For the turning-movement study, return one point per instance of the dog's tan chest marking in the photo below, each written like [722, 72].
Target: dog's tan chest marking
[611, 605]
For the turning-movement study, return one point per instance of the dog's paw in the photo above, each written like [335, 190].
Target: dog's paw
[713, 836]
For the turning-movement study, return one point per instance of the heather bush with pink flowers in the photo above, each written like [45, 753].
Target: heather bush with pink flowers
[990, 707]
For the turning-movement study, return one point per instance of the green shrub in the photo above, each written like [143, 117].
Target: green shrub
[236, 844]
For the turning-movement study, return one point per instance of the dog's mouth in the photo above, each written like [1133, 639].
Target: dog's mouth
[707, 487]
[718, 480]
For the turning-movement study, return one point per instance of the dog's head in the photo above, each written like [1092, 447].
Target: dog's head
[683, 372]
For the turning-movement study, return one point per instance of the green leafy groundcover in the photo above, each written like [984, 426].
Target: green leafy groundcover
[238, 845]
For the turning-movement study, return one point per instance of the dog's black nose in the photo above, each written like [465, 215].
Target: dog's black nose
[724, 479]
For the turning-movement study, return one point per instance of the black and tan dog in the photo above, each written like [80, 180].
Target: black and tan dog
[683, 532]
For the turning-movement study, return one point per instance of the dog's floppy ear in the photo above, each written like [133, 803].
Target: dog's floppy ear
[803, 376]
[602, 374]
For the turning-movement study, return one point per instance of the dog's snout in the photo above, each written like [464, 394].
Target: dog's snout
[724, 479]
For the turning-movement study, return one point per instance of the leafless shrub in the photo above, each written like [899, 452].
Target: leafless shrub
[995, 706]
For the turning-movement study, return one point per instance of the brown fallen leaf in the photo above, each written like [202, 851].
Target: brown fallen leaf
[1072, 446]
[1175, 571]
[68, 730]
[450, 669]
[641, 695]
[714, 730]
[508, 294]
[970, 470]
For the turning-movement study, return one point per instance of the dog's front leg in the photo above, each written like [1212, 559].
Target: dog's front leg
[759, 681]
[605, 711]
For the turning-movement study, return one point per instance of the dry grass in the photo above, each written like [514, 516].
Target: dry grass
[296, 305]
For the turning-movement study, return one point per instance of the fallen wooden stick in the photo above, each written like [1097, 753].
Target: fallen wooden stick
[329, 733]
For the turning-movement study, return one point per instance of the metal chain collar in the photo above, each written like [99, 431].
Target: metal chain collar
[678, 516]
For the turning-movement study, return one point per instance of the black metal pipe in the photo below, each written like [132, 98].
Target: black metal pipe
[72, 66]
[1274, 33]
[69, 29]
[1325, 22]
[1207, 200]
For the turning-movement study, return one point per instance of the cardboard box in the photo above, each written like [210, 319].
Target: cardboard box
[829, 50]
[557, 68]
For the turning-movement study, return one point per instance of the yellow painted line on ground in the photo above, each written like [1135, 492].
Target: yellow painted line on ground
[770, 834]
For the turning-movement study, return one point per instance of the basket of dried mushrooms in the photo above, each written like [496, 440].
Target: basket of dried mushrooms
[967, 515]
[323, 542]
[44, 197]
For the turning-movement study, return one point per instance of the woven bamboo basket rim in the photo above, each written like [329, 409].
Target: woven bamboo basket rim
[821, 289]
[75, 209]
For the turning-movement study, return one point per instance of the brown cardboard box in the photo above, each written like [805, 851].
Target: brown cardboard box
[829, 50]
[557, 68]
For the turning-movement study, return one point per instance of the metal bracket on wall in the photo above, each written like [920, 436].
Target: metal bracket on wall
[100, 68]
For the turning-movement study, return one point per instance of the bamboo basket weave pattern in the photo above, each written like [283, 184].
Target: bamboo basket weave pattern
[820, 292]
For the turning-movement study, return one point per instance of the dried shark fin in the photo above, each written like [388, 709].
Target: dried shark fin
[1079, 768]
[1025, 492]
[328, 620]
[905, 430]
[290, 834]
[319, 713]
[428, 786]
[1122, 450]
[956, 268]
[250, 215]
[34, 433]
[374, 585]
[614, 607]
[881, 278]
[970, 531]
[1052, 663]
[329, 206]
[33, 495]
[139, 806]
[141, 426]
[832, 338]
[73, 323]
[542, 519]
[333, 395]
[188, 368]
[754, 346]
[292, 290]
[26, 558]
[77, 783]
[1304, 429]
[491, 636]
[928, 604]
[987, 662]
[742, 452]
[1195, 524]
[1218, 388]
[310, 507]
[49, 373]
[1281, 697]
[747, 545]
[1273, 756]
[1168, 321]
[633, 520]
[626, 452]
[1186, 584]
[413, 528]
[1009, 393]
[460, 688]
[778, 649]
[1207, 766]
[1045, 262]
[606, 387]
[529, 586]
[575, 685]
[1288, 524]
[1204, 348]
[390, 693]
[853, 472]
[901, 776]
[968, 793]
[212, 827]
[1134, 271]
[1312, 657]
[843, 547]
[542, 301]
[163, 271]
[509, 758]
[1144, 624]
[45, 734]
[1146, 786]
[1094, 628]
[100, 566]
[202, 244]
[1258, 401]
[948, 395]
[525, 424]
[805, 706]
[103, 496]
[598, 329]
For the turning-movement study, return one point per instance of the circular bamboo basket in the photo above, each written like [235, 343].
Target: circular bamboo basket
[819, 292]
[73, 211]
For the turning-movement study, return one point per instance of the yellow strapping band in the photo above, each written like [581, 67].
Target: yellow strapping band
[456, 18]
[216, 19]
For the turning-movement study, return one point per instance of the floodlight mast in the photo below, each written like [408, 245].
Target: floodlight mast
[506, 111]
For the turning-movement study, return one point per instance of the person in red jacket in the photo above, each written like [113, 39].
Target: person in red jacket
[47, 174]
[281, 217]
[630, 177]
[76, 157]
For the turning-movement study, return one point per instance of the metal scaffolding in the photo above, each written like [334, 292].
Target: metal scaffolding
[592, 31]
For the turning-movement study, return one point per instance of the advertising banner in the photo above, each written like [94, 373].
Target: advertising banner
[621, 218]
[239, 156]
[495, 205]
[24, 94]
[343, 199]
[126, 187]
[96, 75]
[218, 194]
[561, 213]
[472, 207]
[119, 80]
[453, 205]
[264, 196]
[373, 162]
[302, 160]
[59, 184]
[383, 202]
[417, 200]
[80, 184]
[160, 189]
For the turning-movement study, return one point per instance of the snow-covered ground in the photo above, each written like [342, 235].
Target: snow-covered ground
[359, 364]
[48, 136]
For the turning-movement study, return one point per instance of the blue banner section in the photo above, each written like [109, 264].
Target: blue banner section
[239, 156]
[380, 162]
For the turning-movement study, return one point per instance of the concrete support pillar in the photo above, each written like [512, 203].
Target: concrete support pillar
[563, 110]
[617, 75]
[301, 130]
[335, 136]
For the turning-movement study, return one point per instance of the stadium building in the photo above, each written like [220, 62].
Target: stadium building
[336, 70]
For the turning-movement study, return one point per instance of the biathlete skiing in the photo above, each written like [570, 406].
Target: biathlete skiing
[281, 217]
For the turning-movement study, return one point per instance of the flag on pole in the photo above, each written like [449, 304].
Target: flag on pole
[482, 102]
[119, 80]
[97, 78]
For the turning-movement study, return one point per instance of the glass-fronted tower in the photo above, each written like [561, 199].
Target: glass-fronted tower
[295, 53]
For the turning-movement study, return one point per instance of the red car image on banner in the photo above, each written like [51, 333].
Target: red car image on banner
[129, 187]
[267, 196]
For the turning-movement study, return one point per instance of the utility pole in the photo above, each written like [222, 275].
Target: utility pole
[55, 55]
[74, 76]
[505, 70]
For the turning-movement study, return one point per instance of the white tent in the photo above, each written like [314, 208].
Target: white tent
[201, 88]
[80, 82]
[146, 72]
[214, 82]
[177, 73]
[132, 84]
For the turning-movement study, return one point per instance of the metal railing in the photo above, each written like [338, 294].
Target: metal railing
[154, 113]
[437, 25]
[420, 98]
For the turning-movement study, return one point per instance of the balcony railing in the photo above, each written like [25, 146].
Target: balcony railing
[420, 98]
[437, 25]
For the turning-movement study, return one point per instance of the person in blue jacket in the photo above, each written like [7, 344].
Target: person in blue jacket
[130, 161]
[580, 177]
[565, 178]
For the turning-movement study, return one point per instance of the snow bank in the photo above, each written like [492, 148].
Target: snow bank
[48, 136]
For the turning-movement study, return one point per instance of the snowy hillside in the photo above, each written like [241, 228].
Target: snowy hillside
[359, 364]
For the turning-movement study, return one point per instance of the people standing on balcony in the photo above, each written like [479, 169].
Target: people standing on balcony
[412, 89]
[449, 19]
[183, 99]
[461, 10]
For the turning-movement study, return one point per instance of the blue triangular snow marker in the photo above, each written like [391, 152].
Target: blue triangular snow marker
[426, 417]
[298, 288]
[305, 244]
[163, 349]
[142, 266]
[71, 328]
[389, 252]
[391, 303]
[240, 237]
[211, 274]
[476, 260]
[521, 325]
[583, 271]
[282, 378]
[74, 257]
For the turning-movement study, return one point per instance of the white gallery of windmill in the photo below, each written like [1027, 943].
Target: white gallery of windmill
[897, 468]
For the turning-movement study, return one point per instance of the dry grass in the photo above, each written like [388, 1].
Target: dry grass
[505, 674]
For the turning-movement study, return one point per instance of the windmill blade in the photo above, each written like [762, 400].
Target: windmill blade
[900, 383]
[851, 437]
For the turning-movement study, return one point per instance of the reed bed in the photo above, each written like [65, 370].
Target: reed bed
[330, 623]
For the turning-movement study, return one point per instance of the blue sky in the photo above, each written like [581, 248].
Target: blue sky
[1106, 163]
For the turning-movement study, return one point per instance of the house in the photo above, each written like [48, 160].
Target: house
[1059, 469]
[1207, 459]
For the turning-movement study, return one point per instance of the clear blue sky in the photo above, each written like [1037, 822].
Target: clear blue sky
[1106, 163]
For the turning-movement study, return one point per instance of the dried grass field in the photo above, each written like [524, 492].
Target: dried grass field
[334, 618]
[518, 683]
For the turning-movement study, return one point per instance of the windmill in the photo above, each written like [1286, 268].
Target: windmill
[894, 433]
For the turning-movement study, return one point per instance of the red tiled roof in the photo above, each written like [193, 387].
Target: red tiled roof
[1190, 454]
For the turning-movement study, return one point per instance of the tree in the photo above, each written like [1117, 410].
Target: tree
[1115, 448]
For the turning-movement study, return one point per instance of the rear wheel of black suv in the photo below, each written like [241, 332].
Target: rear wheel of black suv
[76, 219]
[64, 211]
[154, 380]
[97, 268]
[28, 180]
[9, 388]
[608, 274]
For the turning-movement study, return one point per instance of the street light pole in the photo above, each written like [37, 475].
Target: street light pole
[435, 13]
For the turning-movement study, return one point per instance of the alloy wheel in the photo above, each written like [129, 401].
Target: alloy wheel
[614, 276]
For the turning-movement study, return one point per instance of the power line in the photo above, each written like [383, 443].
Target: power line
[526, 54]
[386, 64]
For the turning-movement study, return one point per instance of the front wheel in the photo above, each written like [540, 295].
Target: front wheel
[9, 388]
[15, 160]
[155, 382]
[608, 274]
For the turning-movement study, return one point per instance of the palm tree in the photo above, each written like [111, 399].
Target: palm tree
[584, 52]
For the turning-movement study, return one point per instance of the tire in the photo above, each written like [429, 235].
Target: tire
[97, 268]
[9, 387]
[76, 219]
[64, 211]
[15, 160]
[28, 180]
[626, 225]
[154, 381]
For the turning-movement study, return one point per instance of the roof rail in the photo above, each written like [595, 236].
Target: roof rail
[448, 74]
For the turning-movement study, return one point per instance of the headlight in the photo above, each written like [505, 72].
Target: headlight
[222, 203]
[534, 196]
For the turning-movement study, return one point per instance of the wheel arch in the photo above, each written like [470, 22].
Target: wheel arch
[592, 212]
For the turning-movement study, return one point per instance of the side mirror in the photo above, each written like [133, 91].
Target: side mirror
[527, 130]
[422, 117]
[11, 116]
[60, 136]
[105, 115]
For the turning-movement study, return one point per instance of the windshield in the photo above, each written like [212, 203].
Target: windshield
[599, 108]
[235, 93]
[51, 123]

===============

* Description of the task:
What needs duplicating is the run of lines from the one containing "like [241, 332]." through the last line of the entries above, exact and complete.

* Solution:
For the turning-movement study, return one point per instance of the rear wheel of black suv in the photo below, each written like [241, 332].
Target: rear wheel of black suv
[76, 219]
[64, 211]
[154, 380]
[97, 268]
[28, 180]
[9, 388]
[608, 274]
For the turning-movement study, return one point per instance of the street light pole in the photo above, each written like [37, 475].
Target: street light pole
[435, 13]
For the turning-movement study, return one point per instance of the alloy wheel in the photo above, each written like [129, 401].
Target: alloy wheel
[614, 276]
For the turning-movement study, return one point per instance of the power line in the photo above, each written like [383, 443].
Target: power line
[526, 54]
[386, 64]
For the turning-movement study, return one point per instance of the front wheel in the photo above, each written like [540, 295].
Target: front wheel
[9, 388]
[15, 160]
[155, 382]
[608, 274]
For the turning-movement study, return one point per instance of the palm tree in the photo above, each written like [111, 399].
Target: palm tree
[584, 52]
For the turning-movement study, return one point per instance of the tire in the photo above, each written like [429, 235].
Target: tire
[97, 268]
[9, 387]
[76, 219]
[64, 211]
[15, 160]
[28, 180]
[626, 225]
[154, 381]
For the turning-movement study, return one point per instance of the roof rail in the photo above, each written like [595, 236].
Target: roof rail
[448, 74]
For the turning-movement study, return one point per instance of the headlight in the photo above, each written like [505, 72].
Target: headlight
[222, 203]
[534, 196]
For the turning-movement study, return one point per instance of the wheel arch in the photo above, each written like [470, 22].
Target: wheel arch
[592, 212]
For the turning-movement study, return one point per instance of the side mirror in the photo above, each written like [133, 91].
Target: side mirror
[527, 130]
[422, 117]
[11, 116]
[60, 136]
[105, 115]
For the turning-movement study, return one point per instance of the windshield in the photo above, each written like [212, 203].
Target: windshield
[599, 108]
[235, 93]
[51, 123]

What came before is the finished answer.